(Assigned task) Every entry must be duplicated word for word.

[Opening Data listing section]

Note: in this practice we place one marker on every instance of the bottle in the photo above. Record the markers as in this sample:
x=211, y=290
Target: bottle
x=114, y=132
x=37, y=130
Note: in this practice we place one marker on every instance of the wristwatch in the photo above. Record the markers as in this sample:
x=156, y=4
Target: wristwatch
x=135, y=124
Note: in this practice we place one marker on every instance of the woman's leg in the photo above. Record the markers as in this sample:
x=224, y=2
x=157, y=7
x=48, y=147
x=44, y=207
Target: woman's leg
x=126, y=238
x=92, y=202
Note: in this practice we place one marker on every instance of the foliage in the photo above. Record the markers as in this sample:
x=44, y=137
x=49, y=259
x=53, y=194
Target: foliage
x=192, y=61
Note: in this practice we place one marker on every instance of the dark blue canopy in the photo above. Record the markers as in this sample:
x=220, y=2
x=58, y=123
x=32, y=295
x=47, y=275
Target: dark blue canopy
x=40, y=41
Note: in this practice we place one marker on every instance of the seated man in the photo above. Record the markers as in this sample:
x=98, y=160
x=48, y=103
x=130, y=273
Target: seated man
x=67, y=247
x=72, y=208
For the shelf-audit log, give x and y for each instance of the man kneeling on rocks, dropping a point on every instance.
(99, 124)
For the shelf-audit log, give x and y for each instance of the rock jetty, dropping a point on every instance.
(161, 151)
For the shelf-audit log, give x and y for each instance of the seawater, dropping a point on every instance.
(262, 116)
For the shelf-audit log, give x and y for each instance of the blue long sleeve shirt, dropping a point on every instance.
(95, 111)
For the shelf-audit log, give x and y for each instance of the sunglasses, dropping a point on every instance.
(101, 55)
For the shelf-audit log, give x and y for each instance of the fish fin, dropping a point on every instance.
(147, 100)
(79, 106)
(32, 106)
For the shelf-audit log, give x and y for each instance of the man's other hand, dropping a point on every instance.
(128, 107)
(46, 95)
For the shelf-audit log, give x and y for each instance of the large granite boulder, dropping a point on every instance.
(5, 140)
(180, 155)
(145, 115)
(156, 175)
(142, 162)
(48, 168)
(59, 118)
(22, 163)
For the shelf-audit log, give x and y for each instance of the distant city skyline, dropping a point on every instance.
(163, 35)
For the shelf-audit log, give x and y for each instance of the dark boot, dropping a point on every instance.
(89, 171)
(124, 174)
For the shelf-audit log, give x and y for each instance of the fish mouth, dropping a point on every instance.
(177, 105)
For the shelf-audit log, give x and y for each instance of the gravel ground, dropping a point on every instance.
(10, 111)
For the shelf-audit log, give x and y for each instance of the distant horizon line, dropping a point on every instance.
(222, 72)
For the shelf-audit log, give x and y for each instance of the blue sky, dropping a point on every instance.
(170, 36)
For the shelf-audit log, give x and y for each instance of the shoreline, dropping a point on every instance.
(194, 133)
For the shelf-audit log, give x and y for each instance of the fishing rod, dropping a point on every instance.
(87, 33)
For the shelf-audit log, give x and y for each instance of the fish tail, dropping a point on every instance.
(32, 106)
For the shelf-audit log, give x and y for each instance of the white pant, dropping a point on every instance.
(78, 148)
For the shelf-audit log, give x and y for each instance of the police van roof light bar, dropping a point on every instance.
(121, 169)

[Closing Data listing section]

(Result of this task)
Note: in this practice we place one marker on every instance of the bottle in the photo above. Record the markers as in this sample:
x=211, y=290
Target: bottle
x=114, y=132
x=37, y=130
Note: in this practice we place one marker on every instance of the wristwatch in the photo above. Record the markers as in this sample:
x=156, y=4
Target: wristwatch
x=135, y=124
Note: in this practice we place one marker on every instance of the woman's leg in the photo above. Record the markers as in this sample:
x=224, y=2
x=157, y=7
x=48, y=147
x=44, y=207
Target: woman's leg
x=126, y=238
x=92, y=202
Note: in this practice we place one marker on every instance of the foliage in the photo above. Record the markers as in this sample:
x=44, y=137
x=49, y=259
x=53, y=194
Target: foliage
x=192, y=61
Note: in this practice we place one marker on every instance of the dark blue canopy in the photo above. Record the markers as in this sample:
x=220, y=2
x=58, y=123
x=32, y=295
x=47, y=275
Target: dark blue canopy
x=40, y=41
Note: in this practice we place one marker on every instance of the seated man in the photo above. Record the markers as in this sample:
x=98, y=160
x=48, y=103
x=130, y=273
Target: seated man
x=67, y=247
x=72, y=208
For the shelf-audit log, give x and y for each instance of the man kneeling on rocks, dropping a point on every instance.
(99, 124)
For the shelf-audit log, give x and y for each instance of the rock jetty, dropping a point on every instance.
(161, 151)
For the shelf-audit log, give x and y for each instance of the seawater, dropping a point on every instance.
(262, 116)
For the shelf-audit log, give x and y for each instance of the blue long sleeve shirt, dropping a point on every instance.
(95, 111)
For the shelf-audit log, give x and y for each instance of the sunglasses, dropping a point on every instance.
(101, 55)
For the shelf-audit log, give x and y for each instance of the fish fin, dropping a point on every instance.
(147, 100)
(79, 106)
(32, 106)
For the shelf-audit log, give x and y for each instance of the man's other hand, dropping a point on every instance.
(128, 107)
(46, 95)
For the shelf-audit log, give x and y for each instance of the large granite boulder, dropping a point on every instance.
(5, 140)
(180, 155)
(145, 115)
(156, 175)
(142, 162)
(48, 168)
(59, 118)
(22, 163)
For the shelf-audit log, give x and y for each instance of the distant city skyline, dropping a point on every instance.
(163, 35)
For the shelf-audit log, give x and y for each instance of the dark boot, dropping a point on every instance.
(89, 171)
(124, 174)
For the shelf-audit log, give x and y for each instance of the fish mouth, dropping a point on every instance.
(177, 105)
For the shelf-audit log, give x and y for each instance of the gravel ground, dropping a point on every instance.
(10, 111)
For the shelf-audit log, give x and y for each instance of the distant horizon line, dropping a point on every instance.
(222, 72)
For the shelf-audit log, give x and y for each instance of the blue sky, dropping a point on every instance.
(170, 36)
For the shelf-audit log, give x and y for each instance of the shoreline, dropping a point on every instance.
(194, 133)
For the shelf-audit log, give x and y for each instance of the fishing rod, dropping a point on every instance.
(87, 33)
For the shelf-audit log, give x and y for each instance of the fish tail, dropping a point on every instance.
(32, 106)
For the shelf-audit log, give x and y for each instance of the white pant, dropping a point on every instance.
(78, 148)
For the shelf-audit log, give x and y for each instance of the police van roof light bar, dropping a point on every instance.
(121, 169)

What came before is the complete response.